◆ **Text to read**
[轉載] ALGORITHM SUNDAYS: CONVERTING ROMAN NUMERALS Back
- Author: Tobias Guse
- Origin: http://www.selftaughtjs.com/algorithm-sundays-converting-roman-numerals/
- Time: Mar, 13rd, 2016
After looking at Caesars very own encryption cipher last Sunday, Roman numerals were the obvious choice for today's post. Roman numerals were the standard way of writing numbers for over a thousand years in our history. Even after the decline of the Roman Empire, they remained in use for many centuries. Eventually they were replaced by the Arabic numbers that we are still using today. Converting Roman numerals to their more legible decimal counterparts is a beginner-friendly algorithm challenge you will find on many exercise websites. Do you remember how to count to 1000 using Roman numerals? Just in case that it's been a while since you've encountered Medieval Latin literature, have a look at the table of numbers below.
| Decimal | 1 | 5 | 10 | 50 | 100 | 500 | 1000 |
|---|---|---|---|---|---|---|---|
| Roman | I | V | X | L | C | D | M |
Interesting. As you can see, we have a limited set of symbols here. We can create the numbers to fill the spaces by chaining multiple symbols. Let's have a look at the numbers 1-10.

(Entries from a pointing dataset)
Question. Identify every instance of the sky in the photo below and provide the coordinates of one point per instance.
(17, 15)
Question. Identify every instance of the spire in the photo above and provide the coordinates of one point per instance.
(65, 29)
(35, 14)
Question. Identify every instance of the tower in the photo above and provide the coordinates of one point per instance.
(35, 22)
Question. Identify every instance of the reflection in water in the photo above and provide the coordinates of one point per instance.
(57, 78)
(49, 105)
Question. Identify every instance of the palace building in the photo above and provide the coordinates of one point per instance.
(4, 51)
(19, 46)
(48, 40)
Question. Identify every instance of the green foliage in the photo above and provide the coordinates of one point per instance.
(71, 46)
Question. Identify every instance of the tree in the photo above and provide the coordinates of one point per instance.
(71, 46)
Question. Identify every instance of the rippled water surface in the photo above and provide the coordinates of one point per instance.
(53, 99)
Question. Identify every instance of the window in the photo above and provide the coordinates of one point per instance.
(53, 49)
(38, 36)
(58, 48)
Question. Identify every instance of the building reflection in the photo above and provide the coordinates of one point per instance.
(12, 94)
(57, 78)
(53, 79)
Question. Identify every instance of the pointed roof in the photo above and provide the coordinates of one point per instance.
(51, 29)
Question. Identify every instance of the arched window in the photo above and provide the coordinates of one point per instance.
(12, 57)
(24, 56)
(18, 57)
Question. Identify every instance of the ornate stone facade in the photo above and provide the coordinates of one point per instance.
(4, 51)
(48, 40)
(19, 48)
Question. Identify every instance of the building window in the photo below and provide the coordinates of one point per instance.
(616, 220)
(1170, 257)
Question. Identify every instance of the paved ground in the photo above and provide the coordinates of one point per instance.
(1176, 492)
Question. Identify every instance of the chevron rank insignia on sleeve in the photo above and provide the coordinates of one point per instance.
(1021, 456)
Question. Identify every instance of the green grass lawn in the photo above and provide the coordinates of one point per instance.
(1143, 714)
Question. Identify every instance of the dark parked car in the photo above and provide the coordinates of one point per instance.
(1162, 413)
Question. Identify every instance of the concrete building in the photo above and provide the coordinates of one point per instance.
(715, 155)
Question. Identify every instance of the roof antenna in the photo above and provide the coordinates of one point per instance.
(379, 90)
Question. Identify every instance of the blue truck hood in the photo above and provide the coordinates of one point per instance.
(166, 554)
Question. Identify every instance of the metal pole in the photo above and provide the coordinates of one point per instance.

◆ **Problem to solve**
Translate this sentence from the Roman numerals article above into Spanish: "Roman numerals were the standard way of writing numbers for over a thousand years in our history."

◆ **Problem solution**
Los números romanos fueron la forma estándar de escribir números durante más de mil años en nuestra historia.